Brief 1. In the text about RBMX in leukemia, rewrite the paragraph that begins "To investigate RBMX function in normal hematopoiesis" as a shorter list that keeps its main facts.
Brief 2. According to the text about RBMX in leukemia, what happened to RBMXL1 expression in Rbmx-deficient cells?
Brief 3. Write the next part of the text about RBMX and RBMXL1 in leukemia, starting after its final sentence.

== Reading text ==

Mutations and aberrant expression of RNA binding proteins (RBPs) have recently been found to contribute to leukemia development (Prieto and Kharas, CSH, 2020). Previously we have identified the RBP RBMX (RNA binding motif protein, X-linked) in our shRNA in vivo screen using murine MLL-AF9 driven leukemia (Prieto et al, ASH abstract 2018). Here we uncover the role of RBMX and its retrogene RBMXL1 in normal hematopoiesis and leukemogenesis in mouse and human systems.

To investigate RBMX function in normal hematopoiesis, we created an Rbmx Mx1-Cre conditional knockout model to specifically delete Rbmx in the hematopoietic system. We gender stratified our studies since Rbmx is sex-linked. Deletion of Rbmx in both female and male primary mice as well as in non-competitive transplant animals did not affect hematopoiesis. Additionally, Rbmx knockout (KO) leads to a mild reduction in multipotent progenitors (MPP2 and MPP4) in female competitive transplanted mice although no defects in long-term hematopoiesis was observed in male competitive transplanted mice. These data suggest that Rbmx is dispensable for normal hematopoiesis.

To identify the role of RBMX in leukemogenesis we knockout Rbmx in MLL-AF9 murine leukemia cells and found it significantly reduced colony formation in vitro and delayed leukemogenesis in vivo, indicating that Rbmx is required for leukemia maintenance. We observed, however, that MLL-AF9 transformed cells from Rbmx KO donor mice showed no delay in leukemia initiation versus cells from wildtype. We then determined that while Rbmx deletion is effective with complete depletion of mRNA, the retrogene RBMXL1 expression is maintained in Rbmx deficient cells, which may compensate for Rbmx deletion in leukemia initiation. Indeed, depletion of RBMXL1 by shRNAs (KD) in Rbmx deficient leukemia cells results in a drastic reduction in colony formation, increased colony myeloid differentiation, and induced apoptosis in cells deficient for both RBMXL1 and RBMX compared to those only depleted of RBMX. Correspondingly, RBMXL1 KD in Rbmx deficient leukemia cells resulted in further delayed leukemogenesis in vivo, indicating that RBMXL1 is functionally redundant to RBMX and both genes are required for leukemia development and maintenance.

===
== Record excerpts ==

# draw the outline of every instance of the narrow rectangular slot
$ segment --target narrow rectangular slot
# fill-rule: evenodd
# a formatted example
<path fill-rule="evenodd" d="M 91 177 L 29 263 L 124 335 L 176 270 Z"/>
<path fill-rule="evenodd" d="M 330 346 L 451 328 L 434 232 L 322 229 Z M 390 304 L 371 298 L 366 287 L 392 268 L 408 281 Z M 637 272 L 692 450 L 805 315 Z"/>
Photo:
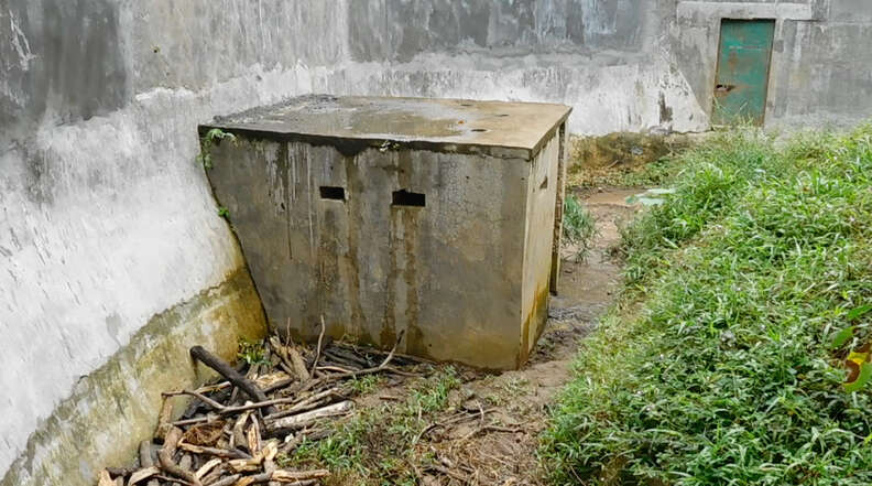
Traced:
<path fill-rule="evenodd" d="M 345 201 L 345 187 L 320 186 L 321 199 Z"/>
<path fill-rule="evenodd" d="M 394 206 L 424 207 L 426 201 L 424 194 L 411 193 L 406 190 L 401 190 L 394 191 L 392 204 Z"/>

===

Task response 1.
- An Rbmx Mx1-Cre conditional knockout model was made to delete Rbmx in the hematopoietic system.
- Studies were split by sex because Rbmx is sex-linked.
- Deleting Rbmx did not affect hematopoiesis in female or male primary mice or in non-competitive transplant animals.
- In female competitive transplanted mice, Rbmx knockout led to a mild reduction in multipotent progenitors (MPP2 and MPP4).
- In male competitive transplanted mice, no defects in long-term hematopoiesis were seen.
- The data suggest Rbmx is dispensable for normal hematopoiesis.

Task response 2. RBMXL1 expression was maintained in Rbmx-deficient cells.

Task response 3.
We next investigated the role of RBMX/L1 in normal human hematopoietic and leukemia cells. We found that RBMX/L1 expression were higher in AML cell lines (n=10/11) and primary AML patient samples (n=2/4) compared to healthy individuals. RBMX/L1 KD by shRNAs led to a dramatic decrease in cell proliferation, induction of apoptosis and myeloid differentiation in several human myeloid leukemia cell lines (MOLM-13, THP-1, K562, and KCL-22). Additionally, RBMX/L1 depletion significantly delayed leukemogenesis in vivo of AML cell lines (median survival of 51.5 days in control vs. median 'not reached' in shRNA1 and shRNA2), and of primary leukemia cells derived from an AML patient (median 50 days in control vs. "not reached" in shRNA2). We next depleted RBMX/L1 in human CD34+ stem and progenitor cells and observed reduced colony formation but no increase in apoptosis. Taken together, our data suggest that RBMX/L1 are differentially required in leukemia cells versus normal cells in both human and mouse systems.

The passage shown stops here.